## Reading passage
Key variables in sp.auto.tfvars:
project_id = "project-id"
region = "region"
workload_identity_pool_id = "xxxxxx-xxxxxxx-xxxxxx"
workload_identity_provider_id = "xxxxxx-xxxxxxx-xxxxxx"
github_repo = "xxxxxx-xxxxxxx-xxxxxx"
project_owner_email = "xxxxxx-xxxxxxx-xxxxxx"
#### Variable Precedence Order
Terraform loads variables in the following order (highest to lowest priority):
- CLI arguments (-var="name=value" or -var-file=custom.tfvars)
- Environment variables (TF_VAR_name=value)
- terraform.tfvars file (explicitly recognized and loaded)
- *.auto.tfvars files (including sp.auto.tfvars)
- Default values in variables.tf
#### State Configuration 💾
State is stored in Google Cloud Storage:
terraform {
backend "gcs" {
bucket = "ledgerndarytfstate"
prefix = "terraform/state"

## Tasks and exercises
- a) Copy the part of the Terraform notes that begins at the words "#### Variable Precedence" and stops after "Environment variables (TF_VAR_name=value)".
- b) Answer these questions from the Terraform notes:
(i) Which file holds the key variables?
(ii) Which source of variables has the highest priority?
(iii) What is the name of the bucket where state is stored?

## Dataset extract
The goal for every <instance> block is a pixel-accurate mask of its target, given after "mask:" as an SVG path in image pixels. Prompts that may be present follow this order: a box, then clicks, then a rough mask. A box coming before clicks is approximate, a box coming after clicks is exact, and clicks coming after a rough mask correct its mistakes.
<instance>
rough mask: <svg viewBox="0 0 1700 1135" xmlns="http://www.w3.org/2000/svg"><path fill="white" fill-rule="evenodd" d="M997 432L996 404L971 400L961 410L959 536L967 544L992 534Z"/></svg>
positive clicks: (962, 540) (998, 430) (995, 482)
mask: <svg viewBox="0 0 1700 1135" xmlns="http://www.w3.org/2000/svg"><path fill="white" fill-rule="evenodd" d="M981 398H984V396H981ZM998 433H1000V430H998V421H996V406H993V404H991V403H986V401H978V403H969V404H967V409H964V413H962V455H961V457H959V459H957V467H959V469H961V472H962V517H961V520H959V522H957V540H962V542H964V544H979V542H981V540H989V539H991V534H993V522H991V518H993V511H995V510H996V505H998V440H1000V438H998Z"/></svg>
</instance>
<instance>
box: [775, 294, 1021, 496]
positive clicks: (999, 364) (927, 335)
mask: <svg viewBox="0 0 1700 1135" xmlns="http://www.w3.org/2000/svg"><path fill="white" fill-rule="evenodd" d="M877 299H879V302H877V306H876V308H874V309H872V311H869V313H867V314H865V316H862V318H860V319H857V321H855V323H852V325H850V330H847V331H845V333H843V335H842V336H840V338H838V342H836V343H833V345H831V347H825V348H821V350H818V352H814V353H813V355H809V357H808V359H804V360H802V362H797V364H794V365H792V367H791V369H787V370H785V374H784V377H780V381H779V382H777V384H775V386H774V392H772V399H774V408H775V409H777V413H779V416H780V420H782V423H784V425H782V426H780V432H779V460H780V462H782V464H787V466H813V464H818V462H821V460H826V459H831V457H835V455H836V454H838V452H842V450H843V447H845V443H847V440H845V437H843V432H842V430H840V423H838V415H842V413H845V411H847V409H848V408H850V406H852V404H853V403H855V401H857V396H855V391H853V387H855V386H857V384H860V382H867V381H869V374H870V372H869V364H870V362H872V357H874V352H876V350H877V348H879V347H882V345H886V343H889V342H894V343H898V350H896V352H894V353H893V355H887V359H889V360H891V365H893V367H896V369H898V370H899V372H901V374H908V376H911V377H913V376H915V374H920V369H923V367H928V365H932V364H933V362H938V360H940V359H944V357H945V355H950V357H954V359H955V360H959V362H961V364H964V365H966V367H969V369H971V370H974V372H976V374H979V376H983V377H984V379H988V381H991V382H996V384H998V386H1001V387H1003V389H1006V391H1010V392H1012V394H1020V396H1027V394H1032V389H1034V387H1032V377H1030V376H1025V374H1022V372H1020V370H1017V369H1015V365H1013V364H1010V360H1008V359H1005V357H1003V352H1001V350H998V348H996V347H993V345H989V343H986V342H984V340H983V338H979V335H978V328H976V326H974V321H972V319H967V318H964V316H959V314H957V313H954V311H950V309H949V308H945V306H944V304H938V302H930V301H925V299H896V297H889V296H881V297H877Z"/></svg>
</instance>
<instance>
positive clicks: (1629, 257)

## Task solutions
- a)
#### Variable Precedence Order
Terraform loads variables in the following order (highest to lowest priority):
- CLI arguments (-var="name=value" or -var-file=custom.tfvars)
- Environment variables (TF_VAR_name=value)

- b)
(i) sp.auto.tfvars
(ii) CLI arguments (-var="name=value" or -var-file=custom.tfvars)
(iii) ledgerndarytfstate